What the exercise asks
Your answer should be a single number, the count of lines in the material with the string "door".

==========

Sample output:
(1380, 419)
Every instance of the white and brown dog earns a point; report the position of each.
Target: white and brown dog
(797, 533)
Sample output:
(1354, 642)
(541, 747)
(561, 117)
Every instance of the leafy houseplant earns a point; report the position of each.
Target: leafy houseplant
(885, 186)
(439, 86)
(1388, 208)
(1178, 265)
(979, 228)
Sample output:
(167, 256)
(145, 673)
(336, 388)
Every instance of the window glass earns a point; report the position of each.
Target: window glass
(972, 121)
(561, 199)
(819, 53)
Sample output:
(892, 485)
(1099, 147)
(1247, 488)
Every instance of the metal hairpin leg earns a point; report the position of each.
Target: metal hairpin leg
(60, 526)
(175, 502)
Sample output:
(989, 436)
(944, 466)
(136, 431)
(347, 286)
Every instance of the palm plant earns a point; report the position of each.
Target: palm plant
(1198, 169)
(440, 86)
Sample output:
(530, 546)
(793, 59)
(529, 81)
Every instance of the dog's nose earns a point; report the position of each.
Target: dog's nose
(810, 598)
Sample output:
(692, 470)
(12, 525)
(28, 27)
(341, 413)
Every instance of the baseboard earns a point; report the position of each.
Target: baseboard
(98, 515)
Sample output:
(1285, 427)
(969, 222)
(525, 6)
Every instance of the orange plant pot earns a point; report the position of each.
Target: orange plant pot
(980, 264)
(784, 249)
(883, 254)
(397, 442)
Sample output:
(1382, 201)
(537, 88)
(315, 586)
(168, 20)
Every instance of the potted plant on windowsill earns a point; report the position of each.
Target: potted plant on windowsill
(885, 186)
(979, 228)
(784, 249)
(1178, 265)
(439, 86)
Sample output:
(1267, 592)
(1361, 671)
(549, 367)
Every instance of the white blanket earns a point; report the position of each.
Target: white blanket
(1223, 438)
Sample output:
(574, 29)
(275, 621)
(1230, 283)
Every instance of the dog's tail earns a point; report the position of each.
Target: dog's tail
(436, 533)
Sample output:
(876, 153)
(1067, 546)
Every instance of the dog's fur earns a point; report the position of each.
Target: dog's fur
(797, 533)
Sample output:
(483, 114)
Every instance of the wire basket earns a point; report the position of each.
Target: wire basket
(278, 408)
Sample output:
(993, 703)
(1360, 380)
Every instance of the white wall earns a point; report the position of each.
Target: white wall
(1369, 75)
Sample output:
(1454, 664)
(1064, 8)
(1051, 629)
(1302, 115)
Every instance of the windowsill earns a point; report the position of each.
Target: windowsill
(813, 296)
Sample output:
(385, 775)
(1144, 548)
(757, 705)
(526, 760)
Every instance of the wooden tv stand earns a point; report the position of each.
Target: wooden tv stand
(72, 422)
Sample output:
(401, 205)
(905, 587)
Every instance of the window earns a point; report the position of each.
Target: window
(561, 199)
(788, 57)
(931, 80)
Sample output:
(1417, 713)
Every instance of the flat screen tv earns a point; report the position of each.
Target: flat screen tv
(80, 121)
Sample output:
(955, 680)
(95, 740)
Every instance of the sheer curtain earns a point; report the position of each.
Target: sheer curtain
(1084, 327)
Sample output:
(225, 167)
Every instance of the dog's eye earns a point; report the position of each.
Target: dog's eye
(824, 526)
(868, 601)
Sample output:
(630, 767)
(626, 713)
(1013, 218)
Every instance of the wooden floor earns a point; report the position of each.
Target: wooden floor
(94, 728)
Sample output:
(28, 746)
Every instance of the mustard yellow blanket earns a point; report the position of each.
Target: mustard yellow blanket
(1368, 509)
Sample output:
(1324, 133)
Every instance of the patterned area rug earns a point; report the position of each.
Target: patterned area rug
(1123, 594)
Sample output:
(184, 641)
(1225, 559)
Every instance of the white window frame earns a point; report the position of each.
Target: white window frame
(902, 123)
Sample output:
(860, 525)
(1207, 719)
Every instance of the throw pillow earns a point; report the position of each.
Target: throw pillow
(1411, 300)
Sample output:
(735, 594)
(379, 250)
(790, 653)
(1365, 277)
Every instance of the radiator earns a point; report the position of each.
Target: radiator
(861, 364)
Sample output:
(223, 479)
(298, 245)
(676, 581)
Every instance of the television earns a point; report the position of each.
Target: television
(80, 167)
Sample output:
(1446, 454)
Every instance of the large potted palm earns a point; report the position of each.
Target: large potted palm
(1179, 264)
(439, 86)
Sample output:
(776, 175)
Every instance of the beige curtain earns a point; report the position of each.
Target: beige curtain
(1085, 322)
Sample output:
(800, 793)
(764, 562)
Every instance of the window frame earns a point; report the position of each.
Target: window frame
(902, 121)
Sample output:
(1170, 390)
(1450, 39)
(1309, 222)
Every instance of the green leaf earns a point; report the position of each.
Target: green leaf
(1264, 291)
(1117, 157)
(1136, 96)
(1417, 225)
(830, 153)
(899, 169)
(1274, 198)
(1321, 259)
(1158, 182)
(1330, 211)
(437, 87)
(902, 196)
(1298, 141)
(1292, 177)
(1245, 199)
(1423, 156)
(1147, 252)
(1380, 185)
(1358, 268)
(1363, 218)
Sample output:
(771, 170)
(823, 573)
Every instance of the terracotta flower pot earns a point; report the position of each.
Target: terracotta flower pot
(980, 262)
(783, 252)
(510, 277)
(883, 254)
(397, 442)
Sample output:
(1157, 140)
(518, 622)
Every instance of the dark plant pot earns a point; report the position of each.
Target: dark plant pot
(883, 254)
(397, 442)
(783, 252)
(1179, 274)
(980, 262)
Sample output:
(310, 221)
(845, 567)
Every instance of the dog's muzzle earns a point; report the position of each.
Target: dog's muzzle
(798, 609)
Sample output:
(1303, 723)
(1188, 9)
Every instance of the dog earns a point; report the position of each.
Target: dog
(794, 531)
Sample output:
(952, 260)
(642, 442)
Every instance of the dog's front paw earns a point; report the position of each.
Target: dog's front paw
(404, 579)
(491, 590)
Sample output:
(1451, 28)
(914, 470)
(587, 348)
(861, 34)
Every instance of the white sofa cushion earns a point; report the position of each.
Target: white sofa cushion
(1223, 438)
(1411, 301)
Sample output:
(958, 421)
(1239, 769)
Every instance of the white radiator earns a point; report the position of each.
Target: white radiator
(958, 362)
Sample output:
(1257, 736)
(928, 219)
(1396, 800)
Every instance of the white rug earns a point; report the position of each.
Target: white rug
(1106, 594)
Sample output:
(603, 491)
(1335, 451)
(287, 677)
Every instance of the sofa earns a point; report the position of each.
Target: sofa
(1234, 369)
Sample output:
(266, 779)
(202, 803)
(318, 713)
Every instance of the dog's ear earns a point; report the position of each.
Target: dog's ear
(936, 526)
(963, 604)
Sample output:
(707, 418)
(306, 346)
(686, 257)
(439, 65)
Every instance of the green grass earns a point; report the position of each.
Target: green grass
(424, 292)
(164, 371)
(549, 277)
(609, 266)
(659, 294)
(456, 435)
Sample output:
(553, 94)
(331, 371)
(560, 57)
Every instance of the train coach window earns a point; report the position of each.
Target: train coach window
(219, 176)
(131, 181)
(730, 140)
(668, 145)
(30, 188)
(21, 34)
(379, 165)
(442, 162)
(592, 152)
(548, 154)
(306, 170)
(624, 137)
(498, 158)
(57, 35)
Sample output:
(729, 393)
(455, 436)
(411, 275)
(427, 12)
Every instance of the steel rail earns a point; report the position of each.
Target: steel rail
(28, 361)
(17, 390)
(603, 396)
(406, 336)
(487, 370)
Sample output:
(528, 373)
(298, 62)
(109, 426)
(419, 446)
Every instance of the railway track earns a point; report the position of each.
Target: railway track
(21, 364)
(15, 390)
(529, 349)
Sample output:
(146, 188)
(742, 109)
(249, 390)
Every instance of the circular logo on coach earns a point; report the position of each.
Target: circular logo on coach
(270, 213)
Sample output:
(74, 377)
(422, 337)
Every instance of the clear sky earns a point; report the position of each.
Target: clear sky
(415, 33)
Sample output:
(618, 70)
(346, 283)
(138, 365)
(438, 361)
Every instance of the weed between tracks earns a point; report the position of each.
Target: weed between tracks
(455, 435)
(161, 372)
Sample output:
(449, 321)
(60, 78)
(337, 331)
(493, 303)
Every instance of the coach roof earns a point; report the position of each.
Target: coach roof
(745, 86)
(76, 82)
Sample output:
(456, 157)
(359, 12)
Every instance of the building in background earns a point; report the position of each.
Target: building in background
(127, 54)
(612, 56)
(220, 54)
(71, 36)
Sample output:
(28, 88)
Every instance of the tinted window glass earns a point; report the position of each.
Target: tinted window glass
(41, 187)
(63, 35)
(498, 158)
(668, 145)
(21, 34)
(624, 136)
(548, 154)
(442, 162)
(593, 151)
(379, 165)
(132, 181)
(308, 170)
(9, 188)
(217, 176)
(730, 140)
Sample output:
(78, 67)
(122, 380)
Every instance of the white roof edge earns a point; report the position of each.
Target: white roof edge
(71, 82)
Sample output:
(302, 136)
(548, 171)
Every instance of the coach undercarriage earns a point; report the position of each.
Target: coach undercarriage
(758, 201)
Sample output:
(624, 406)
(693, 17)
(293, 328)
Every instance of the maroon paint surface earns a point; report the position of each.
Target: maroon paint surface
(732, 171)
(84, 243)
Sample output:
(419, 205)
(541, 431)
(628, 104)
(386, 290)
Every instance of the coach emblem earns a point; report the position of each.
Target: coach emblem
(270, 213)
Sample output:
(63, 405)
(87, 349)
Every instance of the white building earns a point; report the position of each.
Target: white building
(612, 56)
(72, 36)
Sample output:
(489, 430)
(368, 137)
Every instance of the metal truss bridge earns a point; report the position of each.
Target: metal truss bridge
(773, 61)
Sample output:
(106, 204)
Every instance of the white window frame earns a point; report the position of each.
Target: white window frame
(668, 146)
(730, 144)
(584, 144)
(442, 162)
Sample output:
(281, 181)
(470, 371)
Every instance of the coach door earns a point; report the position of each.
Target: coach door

==========

Your response
2